■ **EXERCISE BRIEF**: In the listing below, change every "placing a single dot on each instance" to "marking each instance with one dot" and leave everything else untouched.

■ **Object location annotation data**:
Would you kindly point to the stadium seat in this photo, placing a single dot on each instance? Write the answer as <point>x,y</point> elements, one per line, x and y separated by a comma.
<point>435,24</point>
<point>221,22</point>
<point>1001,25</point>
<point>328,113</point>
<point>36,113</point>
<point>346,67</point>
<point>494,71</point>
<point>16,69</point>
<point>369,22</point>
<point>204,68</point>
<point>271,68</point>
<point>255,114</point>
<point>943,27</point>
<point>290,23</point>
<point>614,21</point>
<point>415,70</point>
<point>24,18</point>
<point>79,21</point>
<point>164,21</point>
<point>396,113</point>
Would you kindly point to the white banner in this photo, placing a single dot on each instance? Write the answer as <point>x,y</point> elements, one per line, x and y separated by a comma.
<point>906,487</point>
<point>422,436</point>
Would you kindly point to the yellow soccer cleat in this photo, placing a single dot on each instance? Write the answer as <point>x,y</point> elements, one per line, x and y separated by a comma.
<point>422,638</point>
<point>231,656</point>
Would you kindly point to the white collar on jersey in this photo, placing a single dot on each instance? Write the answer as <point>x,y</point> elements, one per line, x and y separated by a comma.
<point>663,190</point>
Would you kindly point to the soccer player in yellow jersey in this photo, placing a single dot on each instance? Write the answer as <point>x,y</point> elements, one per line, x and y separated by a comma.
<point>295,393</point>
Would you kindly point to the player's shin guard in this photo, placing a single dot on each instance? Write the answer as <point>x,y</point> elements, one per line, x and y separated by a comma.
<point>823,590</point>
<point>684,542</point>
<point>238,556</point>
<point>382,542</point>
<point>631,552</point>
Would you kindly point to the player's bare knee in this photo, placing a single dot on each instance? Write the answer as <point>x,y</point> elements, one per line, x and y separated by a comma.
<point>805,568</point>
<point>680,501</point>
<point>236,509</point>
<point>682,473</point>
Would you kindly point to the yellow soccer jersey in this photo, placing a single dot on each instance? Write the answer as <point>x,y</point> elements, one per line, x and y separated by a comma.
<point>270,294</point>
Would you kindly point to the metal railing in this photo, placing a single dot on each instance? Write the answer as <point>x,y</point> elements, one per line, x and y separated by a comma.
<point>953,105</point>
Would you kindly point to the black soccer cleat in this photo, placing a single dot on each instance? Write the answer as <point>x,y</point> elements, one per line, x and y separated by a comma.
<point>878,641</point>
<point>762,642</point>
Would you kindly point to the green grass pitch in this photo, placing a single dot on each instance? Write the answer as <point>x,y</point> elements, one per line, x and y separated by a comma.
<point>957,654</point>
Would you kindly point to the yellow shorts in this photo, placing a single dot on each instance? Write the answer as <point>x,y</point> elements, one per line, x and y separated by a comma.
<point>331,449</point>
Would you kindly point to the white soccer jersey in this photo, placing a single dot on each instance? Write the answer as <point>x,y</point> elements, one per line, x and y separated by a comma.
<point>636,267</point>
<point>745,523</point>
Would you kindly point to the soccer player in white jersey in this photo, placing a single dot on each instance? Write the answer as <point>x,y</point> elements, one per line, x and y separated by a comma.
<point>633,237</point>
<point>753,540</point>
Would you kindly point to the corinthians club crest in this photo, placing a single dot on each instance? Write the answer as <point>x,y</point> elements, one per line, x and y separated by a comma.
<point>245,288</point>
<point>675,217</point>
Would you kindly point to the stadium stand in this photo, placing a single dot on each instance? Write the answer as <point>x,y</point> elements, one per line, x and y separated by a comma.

■ **RESULT FOR THIS EXERCISE**:
Would you kindly point to the stadium seat in this photo, marking each instance with one dot? Write the answer as <point>x,y</point> elements, one per line, x and y separated by a comma.
<point>435,24</point>
<point>221,22</point>
<point>1001,25</point>
<point>328,113</point>
<point>36,113</point>
<point>346,67</point>
<point>494,71</point>
<point>16,69</point>
<point>369,22</point>
<point>204,68</point>
<point>271,68</point>
<point>255,114</point>
<point>943,27</point>
<point>290,23</point>
<point>614,21</point>
<point>415,70</point>
<point>24,18</point>
<point>79,21</point>
<point>164,21</point>
<point>396,113</point>
Would you kindly point to the white banner in this photo, marking each instance with one dot? Write the answer as <point>x,y</point> elements, one per line, x and y separated by a comma.
<point>906,487</point>
<point>422,436</point>
Would you kindly point to the yellow soccer cleat in this photo, marking each instance with one dot? Write the answer as <point>x,y</point> elements, one per line, x and y separated by a comma.
<point>422,638</point>
<point>231,656</point>
Would you kindly point to the white collar on jersey in this photo, marking each instance with one dot? Write the answer as <point>x,y</point> elements, one per line, x and y separated by a comma.
<point>663,190</point>
Would you kindly point to the soccer player in yellow jersey in this photo, marking each instance with one dot? Write the answer as <point>x,y</point> elements, one per line, x and y separated by a comma.
<point>295,393</point>
Would you kindly point to the player's shin guard in this photo, marking each instance with one dot? Write the answer as <point>x,y</point> elements, one per line, x and y separated by a comma.
<point>823,590</point>
<point>684,542</point>
<point>238,556</point>
<point>382,542</point>
<point>631,552</point>
Would you kindly point to the player's bare knee in this photo, marking each instance with one dot? Write the answer as <point>x,y</point> elements, one per line, x and y separated by a comma.
<point>805,568</point>
<point>680,501</point>
<point>236,509</point>
<point>682,473</point>
Would you kindly point to the yellow soccer jersey in this photo, marking each instance with one dot? Write the answer as <point>x,y</point> elements, one per line, x and y separated by a comma.
<point>270,294</point>
Would you kindly point to the metal railing in this photo, marking each instance with one dot? Write the answer as <point>x,y</point> elements, one per line, x and y separated by a comma.
<point>953,105</point>
Would you kindly point to the black soccer cleat in this photo, marking each instance with one dot? Write the answer as <point>x,y</point> elements, one per line, x and y separated by a comma.
<point>878,641</point>
<point>762,642</point>
Would you kindly point to the green grass pitch in this photo, marking each instance with one dot? Write the answer as <point>x,y</point> elements, one per line, x and y separated by a comma.
<point>957,654</point>
Would you kindly point to the yellow shorts in this photo, marking each instance with one dot? Write the answer as <point>x,y</point> elements, one per line, x and y separated by a comma.
<point>331,449</point>
Would you kindly point to the white soccer jersey in this photo, marking each instance with one dot? Write the answer as <point>x,y</point> elements, one per line, x and y separated by a comma.
<point>636,267</point>
<point>745,523</point>
Would you kindly point to the soccer player in white jersey in this photo, marking each instance with one dot? Write the answer as <point>x,y</point> elements, one per line, x and y separated by a comma.
<point>633,237</point>
<point>753,540</point>
Would you kindly point to the corinthians club crest in this photo, marking each instance with one dot? Write the answer as <point>x,y</point> elements, one per line, x and y separated by a comma.
<point>245,288</point>
<point>675,217</point>
Would you kindly point to the stadium stand in this photo, marking each instance with one dot? Write the answer as <point>x,y</point> elements, one per line, x and y separated by a comma.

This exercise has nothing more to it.